SHORT TASK
Your task is to reproduce the material exactly.
:: RECORDS SUPPLIED
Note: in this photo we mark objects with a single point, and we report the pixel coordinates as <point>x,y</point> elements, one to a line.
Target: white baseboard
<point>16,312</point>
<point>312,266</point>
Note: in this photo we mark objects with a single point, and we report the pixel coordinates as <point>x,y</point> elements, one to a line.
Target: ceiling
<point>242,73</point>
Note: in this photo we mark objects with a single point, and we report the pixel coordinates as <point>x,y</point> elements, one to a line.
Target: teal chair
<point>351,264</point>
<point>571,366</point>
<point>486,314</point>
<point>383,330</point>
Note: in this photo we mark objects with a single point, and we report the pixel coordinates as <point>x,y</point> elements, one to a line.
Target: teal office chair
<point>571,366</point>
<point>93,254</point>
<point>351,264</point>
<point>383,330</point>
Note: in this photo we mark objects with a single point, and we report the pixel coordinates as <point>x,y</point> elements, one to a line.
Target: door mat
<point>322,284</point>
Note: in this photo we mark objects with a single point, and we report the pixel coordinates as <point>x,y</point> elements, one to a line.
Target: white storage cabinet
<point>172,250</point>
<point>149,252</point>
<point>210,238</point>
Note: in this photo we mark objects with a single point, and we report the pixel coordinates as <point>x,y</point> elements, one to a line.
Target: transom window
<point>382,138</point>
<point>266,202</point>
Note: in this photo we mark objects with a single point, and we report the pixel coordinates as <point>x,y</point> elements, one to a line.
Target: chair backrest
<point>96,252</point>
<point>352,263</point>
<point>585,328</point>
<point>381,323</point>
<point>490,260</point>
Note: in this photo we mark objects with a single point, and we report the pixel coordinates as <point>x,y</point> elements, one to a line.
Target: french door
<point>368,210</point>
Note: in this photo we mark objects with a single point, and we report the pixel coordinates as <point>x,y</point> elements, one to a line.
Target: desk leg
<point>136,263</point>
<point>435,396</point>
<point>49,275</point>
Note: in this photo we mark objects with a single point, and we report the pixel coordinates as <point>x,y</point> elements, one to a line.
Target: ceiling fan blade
::::
EXPECTED ANSWER
Note: in this photo we mark objects with a single point, and we report the pixel coordinates as <point>x,y</point> elements, one to a line.
Target: white baseboard
<point>16,312</point>
<point>312,266</point>
Note: in this photo we mark objects with a single point, and we report the pixel coordinates as <point>x,y</point> elements, one to a line.
Target: ceiling
<point>242,73</point>
Note: in this photo we mark objects with a single point, and we report the pixel coordinates as <point>x,y</point> elements, one to a line.
Target: teal chair
<point>351,264</point>
<point>571,366</point>
<point>486,314</point>
<point>383,330</point>
Note: in this photo we mark objects with a single point, and we report the pixel coordinates as <point>x,y</point> elements, one to a line.
Target: teal office chair
<point>571,366</point>
<point>93,254</point>
<point>351,264</point>
<point>383,330</point>
Note: in this photo we mark objects with a single point, and we report the pixel coordinates as <point>x,y</point> elements, one to a line.
Target: door mat
<point>322,284</point>
Note: in this photo we mark objects with a single point, and we report the pixel coordinates as <point>x,y</point> elements, one to a line.
Target: white storage cabinet
<point>172,250</point>
<point>149,252</point>
<point>210,238</point>
Note: in this photo we mark objects with a single point, and we report the pixel coordinates as <point>x,y</point> elements, one to a line.
Target: transom window
<point>382,138</point>
<point>266,202</point>
Note: in this photo we mark objects with a single point, and we report the pixel coordinates as <point>x,y</point> elements, one to a line.
Target: chair backrest
<point>96,252</point>
<point>352,263</point>
<point>585,328</point>
<point>381,323</point>
<point>490,260</point>
Note: in this photo we mark objects with a single point, and we report the pixel coordinates as <point>x,y</point> elements, one to a line.
Target: french door
<point>368,210</point>
Note: in this photo we mark objects with a single point, and we report the pixel coordinates as <point>x,y</point> elements, one to a line.
Target: desk leg
<point>136,263</point>
<point>435,396</point>
<point>49,275</point>
Note: in this photo we mark objects with a single point, and we report the pixel coordinates as <point>x,y</point> elements, one to a line.
Target: ceiling fan blade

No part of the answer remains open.